── Selected text

This post’s been specifically thought for e-Residents owning an Estonian OÜ company. However, the basic ideas contained here are applicable to most micropreneurs who are the sole owners of their businesses.
You And Your Company Are Separate Entities
For quite some time now, I own a company in Estonia. One of the first things you learn is that you cannot simply get some money out of your company’s bank account to buy some clothes at the nearest store.
Even if you are the sole founder of your business, it’s still a separate entity. Yes, you are the boss, marketer, salesman, administrator and only employee. The company is essentially you. However, legally, it’s a separate entity.
To begin with, your company may be founded in a completely different place from your country of residence. That’s probably the case if you are an e-Resident owning a company in Estonia.
As a result, it’s a separate legal entity, subject to a different legislation, obligations and tax duties.
Getting Money In And Out Of Your Company
As I mentioned, you cannot simply use your company’s debit card to buy yourself a pair of jeans. You need to keep a strict separation between your personal finances and the money of your business.
Apart from the initial share capital, the proper way of getting money in your company is issuing invoices or charging a fee to your customers for your services or products. This money doesn’t belong to you, it belongs to your company.
Hence, you cannot simply transfer money from your company account to your personal one either. Let’s see some proper ways to transfer money out of your company’s bank account.
You can spend money from your company’s bank account as long as it’s a justified expense.
What is a justified expense? Any money you spend in something related to your business, such as:
- web hosting, domain names and other services for your website
- public transport tickets when visiting customers
- your company’s phone bill
- your co-working center fee
- office supplies
- your macbook
What is not a justified expense? Any money you spend for your personal use, such as:
- gifts for your parents
- your car
- leisure travels and holiday trips
Salary And Dividends
Alongside business expenses, the most common way of getting money out of your company is through dividends or assigning yourself a salary.
Dividends are an amount of money that a company pays to its shareholders out of its profits. In the case of a solopreneur, as the only shareholder, you will obviously receive all the dividends.
Your Estonian OÜ company will pay some taxes for distributing dividends. Later, when you do your tax report as an individual in your country of residence -if any- you might have to pay additional taxes as an individual. This greatly varies between countries, as we’ll see later.
Salaries work similarly, with one particularity. As a solopreneur, and the owner of your OÜ company, you wear several hats. On the one hand, you are the one and only board member. You take care of all the administrative stuff or your company. Even if you, like me, use a service provider such as Your Company In Estonia, you are supposed to be doing some administrative work for your company. On the other hand, you perform professional activities, and as such, receive an employee salary.
Generally speaking, the former pays taxes in Estonia, and the latter in your country of residence. Below I explain salaries in depth, with a concrete example.
Out Of Pocket Expenses
Imagine that you need to buy some office supplies while on the road, and left your business card at home. what can you do?
For those situations, the Estonian business system defines the “Out of pocket expenses” concept. Basically, you would pay with your personal card or even cash, and then declare it as a business expense.
Later, you can reimburse that money back to your personal account by simply issuing a bank transfer to your personal account.

────
── Material

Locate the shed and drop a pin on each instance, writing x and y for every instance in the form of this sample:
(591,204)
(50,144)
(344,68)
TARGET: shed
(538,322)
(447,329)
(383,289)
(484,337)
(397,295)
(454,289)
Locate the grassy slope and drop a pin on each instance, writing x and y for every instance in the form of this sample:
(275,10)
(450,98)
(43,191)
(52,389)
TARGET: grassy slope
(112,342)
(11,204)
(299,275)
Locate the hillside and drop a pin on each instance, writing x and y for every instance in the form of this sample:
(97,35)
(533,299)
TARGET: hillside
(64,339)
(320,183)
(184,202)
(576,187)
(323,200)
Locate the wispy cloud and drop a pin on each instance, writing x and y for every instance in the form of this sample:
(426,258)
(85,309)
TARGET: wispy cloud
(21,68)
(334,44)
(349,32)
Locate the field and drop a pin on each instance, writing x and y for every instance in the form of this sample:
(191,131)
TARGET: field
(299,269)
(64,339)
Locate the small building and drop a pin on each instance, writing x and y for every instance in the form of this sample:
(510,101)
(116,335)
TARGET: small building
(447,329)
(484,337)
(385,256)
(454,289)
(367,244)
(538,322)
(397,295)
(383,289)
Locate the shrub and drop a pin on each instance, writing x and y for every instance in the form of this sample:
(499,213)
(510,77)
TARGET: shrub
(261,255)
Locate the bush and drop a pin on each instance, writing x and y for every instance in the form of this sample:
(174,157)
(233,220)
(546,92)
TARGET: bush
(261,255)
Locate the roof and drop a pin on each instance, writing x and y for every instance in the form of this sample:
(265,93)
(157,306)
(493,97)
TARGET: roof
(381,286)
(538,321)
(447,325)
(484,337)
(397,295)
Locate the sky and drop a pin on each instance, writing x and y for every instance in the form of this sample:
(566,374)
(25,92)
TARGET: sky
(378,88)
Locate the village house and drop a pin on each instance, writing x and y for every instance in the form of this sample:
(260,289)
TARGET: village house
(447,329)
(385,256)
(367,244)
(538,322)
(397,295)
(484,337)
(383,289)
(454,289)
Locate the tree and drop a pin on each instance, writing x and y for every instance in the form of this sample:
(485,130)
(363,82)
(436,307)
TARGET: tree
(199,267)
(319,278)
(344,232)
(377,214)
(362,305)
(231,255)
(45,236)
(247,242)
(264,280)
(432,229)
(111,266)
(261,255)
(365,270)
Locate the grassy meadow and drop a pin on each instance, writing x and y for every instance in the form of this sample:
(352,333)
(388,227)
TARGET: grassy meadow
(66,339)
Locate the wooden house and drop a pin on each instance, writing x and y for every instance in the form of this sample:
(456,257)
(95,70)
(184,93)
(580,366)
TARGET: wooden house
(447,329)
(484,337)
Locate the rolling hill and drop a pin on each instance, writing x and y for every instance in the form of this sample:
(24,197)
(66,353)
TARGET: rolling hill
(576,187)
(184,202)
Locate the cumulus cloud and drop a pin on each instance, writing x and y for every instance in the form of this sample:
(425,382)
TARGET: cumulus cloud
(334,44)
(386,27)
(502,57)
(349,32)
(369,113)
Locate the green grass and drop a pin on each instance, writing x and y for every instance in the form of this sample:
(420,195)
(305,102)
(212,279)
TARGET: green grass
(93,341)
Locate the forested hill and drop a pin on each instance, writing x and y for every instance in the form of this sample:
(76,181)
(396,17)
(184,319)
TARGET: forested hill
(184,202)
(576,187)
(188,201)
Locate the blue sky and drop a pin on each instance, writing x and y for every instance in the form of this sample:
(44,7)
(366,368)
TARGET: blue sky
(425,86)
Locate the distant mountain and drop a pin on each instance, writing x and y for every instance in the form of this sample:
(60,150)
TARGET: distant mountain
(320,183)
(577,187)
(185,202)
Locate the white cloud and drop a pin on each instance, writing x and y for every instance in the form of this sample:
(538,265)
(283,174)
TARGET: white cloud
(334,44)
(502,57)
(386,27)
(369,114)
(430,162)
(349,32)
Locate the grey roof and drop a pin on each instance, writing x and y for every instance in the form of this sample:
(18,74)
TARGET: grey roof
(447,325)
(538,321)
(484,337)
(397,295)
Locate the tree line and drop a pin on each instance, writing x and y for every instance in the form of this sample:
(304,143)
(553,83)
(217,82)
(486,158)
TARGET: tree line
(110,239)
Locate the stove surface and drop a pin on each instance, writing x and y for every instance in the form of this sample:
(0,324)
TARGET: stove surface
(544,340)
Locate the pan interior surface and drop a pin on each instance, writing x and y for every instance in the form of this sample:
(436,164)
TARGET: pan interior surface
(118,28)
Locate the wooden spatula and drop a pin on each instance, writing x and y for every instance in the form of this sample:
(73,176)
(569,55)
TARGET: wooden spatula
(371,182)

────

Required work:
Please continue the post about taking money out of an Estonian OÜ company, starting right after its final sentence.

In response:
Additionally, there’s a very interesting concept called Daily Allowance. When we travel, there are many extra expenses, like lunches, coffee, taxies and public transport to name a few. The daily allowance allows you to get some tax-free money from your business account to pay those justified expenses.
In order to be able to do that, you have to add some documents that justify your trip, like flight invoices or AirBnB reservations. Of course, daily allowance is only available for trips between two countries with a clearly predefined duration.
For example, traveling from Italy to Germany to attend a conference there and back in a week. It doesn’t work for changing your location on a semi-permanent basis.
The daily allowance allows you to expend 50 EUR per day for the first 15 days (max) in a calendar month, following 32 EUR per day for the rest of the month if the trip (or a combination of multiple trips) is that long. Tax-free.
Take into account that the Daily Allowance can only be claimed for a business trip with a very specific purpose! Some blogs depict this basically as if it was a tax-free 1230€ salary. It is not. You cannot travel to Thailand to live there for one year and claim the Daily Allowance every month.
Do I Need To Pay Taxes Twice???
Here’s where you need to clearly understand that you are not your company. Many countries have double-taxation treaties to prevent you from paying taxes for the same earnings twice. If both you and your company are based in Europe, most probably you are subject to a double-taxation treaty.
Let’s see how this applies to the case of your Estonian company for salary and dividends (the other ways discussed above are tax-free):
If your company is in Estonia, and you are resident of another country, the following rule applies:
Every time you want to assign yourself a salary, you split it in “board member salary” and “employee salary”. The usual distribution is 30/70 or even 20/80. It’s -to a certain extent- up to you. Let’s suppose you set a 20/80 distribution and assign yourself 1000 euros in total salary.
Your board member salary is, hence, 200 euros. Your company in Estonia pay taxes for this salary. Concretely, your company would pay 50€ (income tax) + 82,5€ (social tax), for a total of 132,50€. Your company will pay that amount the next month.
Your employee salary is 800 euros. Your company doesn’t pay taxes for this salary. However, if you are a tax resident in any given country -which is probably the case, unless you are subject to the 183 days rule– you will have to pay taxes in the yearly tax report of your country of residence.
As a result, there’s a clear separation between the two parts of your salary. One pays taxes in Estonia, and the other in your country of residence (if any). No double taxation here.
If you want to read more about this, I talk in depth about salaries for e-Residents owning a company in Estonia, and how they pay taxes, in this article.
Unfortunately, dividends, unlike salaries, are commonly double-taxed. If you have a company in Estonia, and assign yourself dividends -once a year, in January- your company pays 20% in taxes.
Then, when you receive the money in your personal account, most usually you will need to pay taxes in your country of residence too. The amount varies from country to country, and usually depends on how much money you received.
Some countries have the concept of “dividend allowance“, allowing you to not pay taxes up until a certain amount of money.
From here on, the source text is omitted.